EXERCISE GOAL: Copy every one of the lines below without changing a single character.

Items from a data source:
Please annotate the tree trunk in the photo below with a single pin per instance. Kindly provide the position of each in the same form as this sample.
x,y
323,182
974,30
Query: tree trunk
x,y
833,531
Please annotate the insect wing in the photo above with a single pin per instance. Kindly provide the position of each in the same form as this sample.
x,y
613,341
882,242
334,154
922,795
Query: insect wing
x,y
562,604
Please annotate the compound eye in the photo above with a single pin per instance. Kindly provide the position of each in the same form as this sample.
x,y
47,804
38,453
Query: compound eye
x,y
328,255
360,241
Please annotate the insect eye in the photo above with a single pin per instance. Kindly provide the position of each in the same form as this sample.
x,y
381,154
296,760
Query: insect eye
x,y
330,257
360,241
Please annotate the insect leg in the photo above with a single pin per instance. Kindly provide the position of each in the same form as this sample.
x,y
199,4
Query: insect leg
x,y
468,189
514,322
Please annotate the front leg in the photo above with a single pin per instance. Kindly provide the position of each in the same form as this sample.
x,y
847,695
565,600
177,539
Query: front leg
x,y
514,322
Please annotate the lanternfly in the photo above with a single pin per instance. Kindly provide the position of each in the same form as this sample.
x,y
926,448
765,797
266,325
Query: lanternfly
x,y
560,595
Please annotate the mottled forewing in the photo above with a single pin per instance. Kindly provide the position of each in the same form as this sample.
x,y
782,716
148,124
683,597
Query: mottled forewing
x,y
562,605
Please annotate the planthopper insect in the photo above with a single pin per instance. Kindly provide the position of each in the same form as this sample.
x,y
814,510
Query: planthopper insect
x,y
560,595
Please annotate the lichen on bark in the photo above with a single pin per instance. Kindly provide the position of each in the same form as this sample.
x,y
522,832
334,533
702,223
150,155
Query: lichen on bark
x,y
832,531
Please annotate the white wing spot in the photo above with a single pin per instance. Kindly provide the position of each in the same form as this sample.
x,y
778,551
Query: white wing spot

SOLUTION TO THE PROBLEM:
Please annotate the tree trunk in the photo below with a single pin per instance. Kindly provide the position of each in the same form as this sample.
x,y
323,182
974,30
Query: tree trunk
x,y
833,531
Please annotate the insect wing in the photo above with a single pin per instance. Kindly provide the position of each in the same form as this sample.
x,y
613,341
882,242
334,154
922,795
Query: insect wing
x,y
562,604
Please annotate the compound eye in the photo above with a single pin per instance. Kindly provide the position of each in the same form as this sample.
x,y
47,804
38,453
Query: compound eye
x,y
328,255
360,241
Please annotate the insect eye in the photo above with a single pin per instance. Kindly provide the position of each in the same form as this sample.
x,y
381,154
296,760
Query: insect eye
x,y
330,257
360,241
Please annotate the insect leg in the photo above with a single pin per instance. Kindly provide the position of each in the same form as this sample.
x,y
199,4
Query: insect leg
x,y
468,189
514,322
Please annotate the front leg in the photo above with a single pin per instance. Kindly provide the position of each in the same form as this sample.
x,y
847,695
565,600
177,539
Query: front leg
x,y
514,322
Please annotate the lanternfly in the photo above with a single pin per instance. Kindly provide the position of each in the same form as this sample.
x,y
926,448
765,797
266,325
Query: lanternfly
x,y
560,595
Please annotate the mottled forewing in the photo above with a single pin per instance. Kindly provide the position of each in the same form as this sample.
x,y
782,716
148,124
683,597
Query: mottled forewing
x,y
562,605
Please annotate the planthopper insect in the photo above with a single pin per instance. Kindly provide the position of each in the same form as this sample.
x,y
814,510
Query: planthopper insect
x,y
560,595
Please annotate the lichen on bark in the photo above with a single pin per instance. Kindly provide the position of each in the same form as this sample.
x,y
522,832
334,533
702,223
150,155
Query: lichen on bark
x,y
832,531
Please annotate the white wing spot in the photo above with a single pin per instance. Kindly provide the position of each in the same form as this sample.
x,y
778,551
Query: white wing spot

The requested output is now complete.